> **Yapmanız gereken**
Aşağıdaki verilerde "straight" dizesini içeren satırları sayın ve yalnızca bu sayıyı yazın.
***
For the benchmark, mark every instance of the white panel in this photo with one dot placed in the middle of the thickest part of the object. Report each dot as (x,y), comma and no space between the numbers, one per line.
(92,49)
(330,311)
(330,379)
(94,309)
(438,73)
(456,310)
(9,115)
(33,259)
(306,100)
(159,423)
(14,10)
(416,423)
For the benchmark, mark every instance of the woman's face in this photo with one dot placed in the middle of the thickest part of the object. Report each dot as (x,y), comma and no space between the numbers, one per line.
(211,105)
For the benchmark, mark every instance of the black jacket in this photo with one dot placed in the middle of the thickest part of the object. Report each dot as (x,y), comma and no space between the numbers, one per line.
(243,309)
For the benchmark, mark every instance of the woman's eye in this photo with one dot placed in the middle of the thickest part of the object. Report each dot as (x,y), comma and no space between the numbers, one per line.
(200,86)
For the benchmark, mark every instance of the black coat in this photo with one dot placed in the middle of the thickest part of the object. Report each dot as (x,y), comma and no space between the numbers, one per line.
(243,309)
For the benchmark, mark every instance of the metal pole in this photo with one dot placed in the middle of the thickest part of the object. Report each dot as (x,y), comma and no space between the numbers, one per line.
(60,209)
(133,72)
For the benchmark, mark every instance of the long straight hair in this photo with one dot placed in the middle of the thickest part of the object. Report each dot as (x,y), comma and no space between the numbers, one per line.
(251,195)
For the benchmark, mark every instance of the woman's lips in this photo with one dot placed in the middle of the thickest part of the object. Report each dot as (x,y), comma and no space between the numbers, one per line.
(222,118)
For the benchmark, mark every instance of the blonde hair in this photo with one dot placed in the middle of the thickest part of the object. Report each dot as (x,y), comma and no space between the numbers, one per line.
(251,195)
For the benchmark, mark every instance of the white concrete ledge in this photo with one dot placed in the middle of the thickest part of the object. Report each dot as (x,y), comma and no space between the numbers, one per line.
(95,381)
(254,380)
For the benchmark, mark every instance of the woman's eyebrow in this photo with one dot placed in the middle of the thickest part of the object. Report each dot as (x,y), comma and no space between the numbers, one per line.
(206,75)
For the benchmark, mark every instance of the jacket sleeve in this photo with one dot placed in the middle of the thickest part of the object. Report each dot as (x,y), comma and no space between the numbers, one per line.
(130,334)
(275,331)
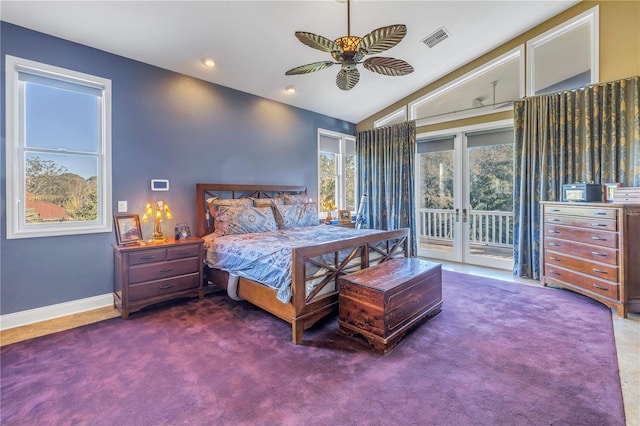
***
> **Alıştırma sonucu**
1